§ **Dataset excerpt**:
|---|

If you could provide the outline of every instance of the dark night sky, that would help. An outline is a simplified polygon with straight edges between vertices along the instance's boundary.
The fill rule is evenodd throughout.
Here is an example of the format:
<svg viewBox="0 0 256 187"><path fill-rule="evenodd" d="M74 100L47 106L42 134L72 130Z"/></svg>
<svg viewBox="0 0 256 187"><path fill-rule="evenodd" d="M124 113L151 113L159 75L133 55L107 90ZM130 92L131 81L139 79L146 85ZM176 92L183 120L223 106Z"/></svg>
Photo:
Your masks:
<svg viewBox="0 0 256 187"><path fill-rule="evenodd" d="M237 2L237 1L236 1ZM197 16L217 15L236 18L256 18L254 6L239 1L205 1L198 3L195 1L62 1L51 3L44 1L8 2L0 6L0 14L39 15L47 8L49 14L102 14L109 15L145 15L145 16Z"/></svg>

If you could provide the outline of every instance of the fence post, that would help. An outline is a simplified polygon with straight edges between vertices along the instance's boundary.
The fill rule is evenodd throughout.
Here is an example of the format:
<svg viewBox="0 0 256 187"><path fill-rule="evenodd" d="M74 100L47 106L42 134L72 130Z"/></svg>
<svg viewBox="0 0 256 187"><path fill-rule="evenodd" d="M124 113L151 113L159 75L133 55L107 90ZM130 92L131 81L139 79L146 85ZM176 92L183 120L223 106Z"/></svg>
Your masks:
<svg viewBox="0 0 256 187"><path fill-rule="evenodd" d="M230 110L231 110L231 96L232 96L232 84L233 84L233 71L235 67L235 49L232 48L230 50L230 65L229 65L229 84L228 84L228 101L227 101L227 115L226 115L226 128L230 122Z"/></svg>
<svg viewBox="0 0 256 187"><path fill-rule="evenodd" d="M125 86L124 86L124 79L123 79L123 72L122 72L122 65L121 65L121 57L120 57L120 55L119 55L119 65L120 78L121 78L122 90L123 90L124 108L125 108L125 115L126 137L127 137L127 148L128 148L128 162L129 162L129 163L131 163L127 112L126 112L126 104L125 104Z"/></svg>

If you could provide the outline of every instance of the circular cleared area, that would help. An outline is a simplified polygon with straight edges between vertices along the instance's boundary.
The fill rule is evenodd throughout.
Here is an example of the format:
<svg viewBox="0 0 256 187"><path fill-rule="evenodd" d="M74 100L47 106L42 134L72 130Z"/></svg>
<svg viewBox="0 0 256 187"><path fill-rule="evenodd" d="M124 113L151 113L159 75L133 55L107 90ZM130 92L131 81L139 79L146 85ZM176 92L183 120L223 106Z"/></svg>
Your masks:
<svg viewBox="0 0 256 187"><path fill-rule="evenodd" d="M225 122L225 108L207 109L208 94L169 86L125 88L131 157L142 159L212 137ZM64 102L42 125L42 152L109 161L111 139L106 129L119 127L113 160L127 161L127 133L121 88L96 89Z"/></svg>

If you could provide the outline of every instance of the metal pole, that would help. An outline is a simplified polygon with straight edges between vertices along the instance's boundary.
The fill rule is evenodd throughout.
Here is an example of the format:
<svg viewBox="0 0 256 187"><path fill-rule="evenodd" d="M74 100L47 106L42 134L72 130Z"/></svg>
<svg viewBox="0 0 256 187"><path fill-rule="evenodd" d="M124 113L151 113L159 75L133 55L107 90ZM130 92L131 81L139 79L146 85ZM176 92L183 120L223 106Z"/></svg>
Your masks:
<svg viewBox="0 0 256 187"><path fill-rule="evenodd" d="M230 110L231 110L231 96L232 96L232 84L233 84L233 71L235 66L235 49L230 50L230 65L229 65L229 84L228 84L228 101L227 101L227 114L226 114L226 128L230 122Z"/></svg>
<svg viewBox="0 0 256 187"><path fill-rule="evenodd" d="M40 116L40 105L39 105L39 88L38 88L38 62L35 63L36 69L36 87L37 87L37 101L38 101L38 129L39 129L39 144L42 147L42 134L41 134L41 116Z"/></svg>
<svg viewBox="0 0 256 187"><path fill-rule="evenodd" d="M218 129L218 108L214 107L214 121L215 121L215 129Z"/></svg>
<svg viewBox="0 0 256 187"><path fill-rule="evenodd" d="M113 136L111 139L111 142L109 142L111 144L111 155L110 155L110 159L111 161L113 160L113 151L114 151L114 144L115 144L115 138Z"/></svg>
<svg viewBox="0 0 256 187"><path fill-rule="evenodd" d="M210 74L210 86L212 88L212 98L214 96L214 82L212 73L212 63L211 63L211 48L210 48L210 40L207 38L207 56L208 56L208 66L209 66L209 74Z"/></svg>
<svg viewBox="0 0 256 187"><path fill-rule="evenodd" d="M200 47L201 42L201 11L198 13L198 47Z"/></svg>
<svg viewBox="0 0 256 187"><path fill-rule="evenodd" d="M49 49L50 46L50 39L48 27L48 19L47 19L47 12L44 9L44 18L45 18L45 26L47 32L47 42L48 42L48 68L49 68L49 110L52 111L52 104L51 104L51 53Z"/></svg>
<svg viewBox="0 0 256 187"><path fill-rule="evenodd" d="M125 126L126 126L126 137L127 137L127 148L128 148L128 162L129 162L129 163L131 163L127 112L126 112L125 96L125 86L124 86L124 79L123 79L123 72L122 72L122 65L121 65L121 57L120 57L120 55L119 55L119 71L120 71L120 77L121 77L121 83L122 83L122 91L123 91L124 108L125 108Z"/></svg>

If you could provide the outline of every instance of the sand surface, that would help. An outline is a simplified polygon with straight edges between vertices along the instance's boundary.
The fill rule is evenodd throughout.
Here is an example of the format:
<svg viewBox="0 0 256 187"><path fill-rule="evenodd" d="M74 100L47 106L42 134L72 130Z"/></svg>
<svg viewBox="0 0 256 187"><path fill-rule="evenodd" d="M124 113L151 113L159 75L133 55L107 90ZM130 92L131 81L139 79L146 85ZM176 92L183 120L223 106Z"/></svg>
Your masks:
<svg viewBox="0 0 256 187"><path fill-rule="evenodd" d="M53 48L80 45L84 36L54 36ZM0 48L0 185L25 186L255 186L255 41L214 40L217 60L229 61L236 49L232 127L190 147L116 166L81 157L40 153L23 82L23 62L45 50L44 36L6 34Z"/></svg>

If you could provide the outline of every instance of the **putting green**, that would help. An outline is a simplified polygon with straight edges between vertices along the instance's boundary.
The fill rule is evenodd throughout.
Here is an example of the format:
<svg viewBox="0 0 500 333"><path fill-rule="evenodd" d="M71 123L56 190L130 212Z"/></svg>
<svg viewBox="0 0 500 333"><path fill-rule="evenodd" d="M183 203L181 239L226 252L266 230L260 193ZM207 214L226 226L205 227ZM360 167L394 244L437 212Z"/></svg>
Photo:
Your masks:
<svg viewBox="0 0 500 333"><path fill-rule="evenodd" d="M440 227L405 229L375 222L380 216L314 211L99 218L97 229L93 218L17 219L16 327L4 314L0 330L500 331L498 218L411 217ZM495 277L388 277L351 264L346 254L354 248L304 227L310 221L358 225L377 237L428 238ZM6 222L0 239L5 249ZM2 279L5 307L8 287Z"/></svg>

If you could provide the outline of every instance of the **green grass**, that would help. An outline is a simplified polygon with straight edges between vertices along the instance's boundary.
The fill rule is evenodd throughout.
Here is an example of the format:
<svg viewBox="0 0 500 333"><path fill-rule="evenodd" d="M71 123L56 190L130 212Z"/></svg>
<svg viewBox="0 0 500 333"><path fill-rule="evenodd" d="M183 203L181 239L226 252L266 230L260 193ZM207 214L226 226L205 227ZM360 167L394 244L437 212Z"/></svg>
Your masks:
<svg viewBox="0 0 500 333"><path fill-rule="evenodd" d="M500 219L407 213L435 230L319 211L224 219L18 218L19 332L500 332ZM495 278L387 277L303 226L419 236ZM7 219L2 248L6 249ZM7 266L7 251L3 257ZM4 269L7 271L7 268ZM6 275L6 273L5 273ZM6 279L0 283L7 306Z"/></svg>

|---|

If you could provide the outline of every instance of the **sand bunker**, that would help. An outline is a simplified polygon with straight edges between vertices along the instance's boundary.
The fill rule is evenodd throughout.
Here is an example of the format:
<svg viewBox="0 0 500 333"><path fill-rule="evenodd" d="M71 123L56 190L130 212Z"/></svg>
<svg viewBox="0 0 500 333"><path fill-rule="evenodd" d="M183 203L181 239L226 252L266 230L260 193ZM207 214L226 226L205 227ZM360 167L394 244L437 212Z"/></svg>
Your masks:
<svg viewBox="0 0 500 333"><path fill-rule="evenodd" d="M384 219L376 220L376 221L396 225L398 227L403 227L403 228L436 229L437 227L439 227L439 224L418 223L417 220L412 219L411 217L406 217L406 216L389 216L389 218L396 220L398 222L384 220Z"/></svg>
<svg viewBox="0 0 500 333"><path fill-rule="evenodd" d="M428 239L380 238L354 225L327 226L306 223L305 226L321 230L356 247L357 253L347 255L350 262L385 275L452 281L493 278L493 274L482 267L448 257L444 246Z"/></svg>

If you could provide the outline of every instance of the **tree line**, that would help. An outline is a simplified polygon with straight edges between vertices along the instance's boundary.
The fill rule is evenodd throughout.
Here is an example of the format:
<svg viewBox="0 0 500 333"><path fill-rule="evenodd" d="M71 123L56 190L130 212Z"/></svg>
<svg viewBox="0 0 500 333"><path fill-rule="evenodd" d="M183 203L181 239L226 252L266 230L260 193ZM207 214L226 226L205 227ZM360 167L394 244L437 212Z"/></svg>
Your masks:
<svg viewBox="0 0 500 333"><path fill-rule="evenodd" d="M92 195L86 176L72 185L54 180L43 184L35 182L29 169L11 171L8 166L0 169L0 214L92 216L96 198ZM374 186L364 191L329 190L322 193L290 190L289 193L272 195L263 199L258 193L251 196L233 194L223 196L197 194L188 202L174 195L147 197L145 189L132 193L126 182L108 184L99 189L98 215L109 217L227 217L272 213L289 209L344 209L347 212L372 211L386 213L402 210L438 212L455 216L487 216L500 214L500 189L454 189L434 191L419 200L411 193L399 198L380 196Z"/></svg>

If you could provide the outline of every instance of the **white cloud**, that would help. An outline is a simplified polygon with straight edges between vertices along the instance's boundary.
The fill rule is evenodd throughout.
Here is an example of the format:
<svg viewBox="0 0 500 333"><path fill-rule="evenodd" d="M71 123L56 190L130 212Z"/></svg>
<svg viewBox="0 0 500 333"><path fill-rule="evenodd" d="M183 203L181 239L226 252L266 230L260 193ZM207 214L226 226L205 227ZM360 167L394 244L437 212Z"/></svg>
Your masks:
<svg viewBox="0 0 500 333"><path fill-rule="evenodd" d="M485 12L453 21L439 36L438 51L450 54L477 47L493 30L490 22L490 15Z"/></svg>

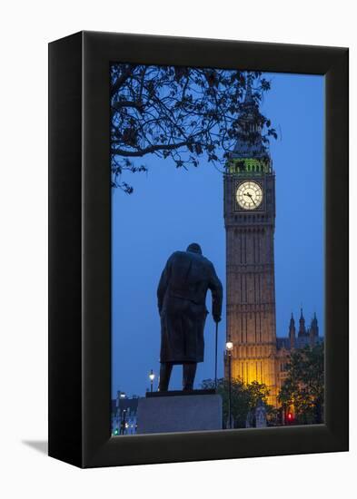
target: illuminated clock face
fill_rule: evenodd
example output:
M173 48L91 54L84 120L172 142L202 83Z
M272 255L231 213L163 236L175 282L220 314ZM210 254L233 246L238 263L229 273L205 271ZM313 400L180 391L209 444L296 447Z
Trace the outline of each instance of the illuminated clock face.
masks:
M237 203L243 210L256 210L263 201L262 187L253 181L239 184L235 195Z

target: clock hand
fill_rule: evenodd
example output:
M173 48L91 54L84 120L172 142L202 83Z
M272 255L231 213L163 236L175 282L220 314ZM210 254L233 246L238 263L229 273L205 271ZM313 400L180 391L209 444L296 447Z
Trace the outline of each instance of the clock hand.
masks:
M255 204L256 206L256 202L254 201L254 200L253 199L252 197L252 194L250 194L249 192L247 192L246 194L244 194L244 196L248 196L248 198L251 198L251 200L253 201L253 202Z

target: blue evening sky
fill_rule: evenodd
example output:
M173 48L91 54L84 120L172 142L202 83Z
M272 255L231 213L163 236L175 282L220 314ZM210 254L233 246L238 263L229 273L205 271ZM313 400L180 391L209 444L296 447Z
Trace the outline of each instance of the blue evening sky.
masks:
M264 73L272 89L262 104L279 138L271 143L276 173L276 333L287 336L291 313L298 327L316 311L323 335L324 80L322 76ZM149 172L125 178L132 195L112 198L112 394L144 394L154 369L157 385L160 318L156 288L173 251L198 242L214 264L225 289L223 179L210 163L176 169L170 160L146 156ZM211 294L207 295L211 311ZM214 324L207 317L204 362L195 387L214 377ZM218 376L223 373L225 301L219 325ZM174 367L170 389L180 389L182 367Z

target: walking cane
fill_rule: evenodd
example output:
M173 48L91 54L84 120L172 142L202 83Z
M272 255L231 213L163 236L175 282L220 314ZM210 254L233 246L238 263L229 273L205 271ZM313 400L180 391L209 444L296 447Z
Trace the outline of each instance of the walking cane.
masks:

|---|

§ **The task**: Change "format" to "layout" in the records starting at "of the **green" and ending at "219L407 213L435 230L319", then write out only those lines again with nothing else altered.

§ **Task output**:
If you could provide the outline of every instance of the **green grass**, that would help. An outline is a simplified polygon with straight edges between vertices along the instance's boundary.
The fill rule is evenodd throughout.
Here is an example of the layout:
<svg viewBox="0 0 500 333"><path fill-rule="evenodd" d="M71 123L56 190L130 212Z"/></svg>
<svg viewBox="0 0 500 333"><path fill-rule="evenodd" d="M183 203L181 239L226 252L266 230L260 193ZM207 214L226 226L205 227ZM360 167L394 244L437 212Z"/></svg>
Your masks:
<svg viewBox="0 0 500 333"><path fill-rule="evenodd" d="M500 219L407 213L435 230L319 211L224 219L18 218L19 332L500 332ZM495 278L387 277L303 226L419 236ZM7 219L2 248L6 249ZM7 266L7 251L3 257ZM4 269L7 271L7 268ZM6 275L6 273L5 273ZM6 279L0 283L7 306Z"/></svg>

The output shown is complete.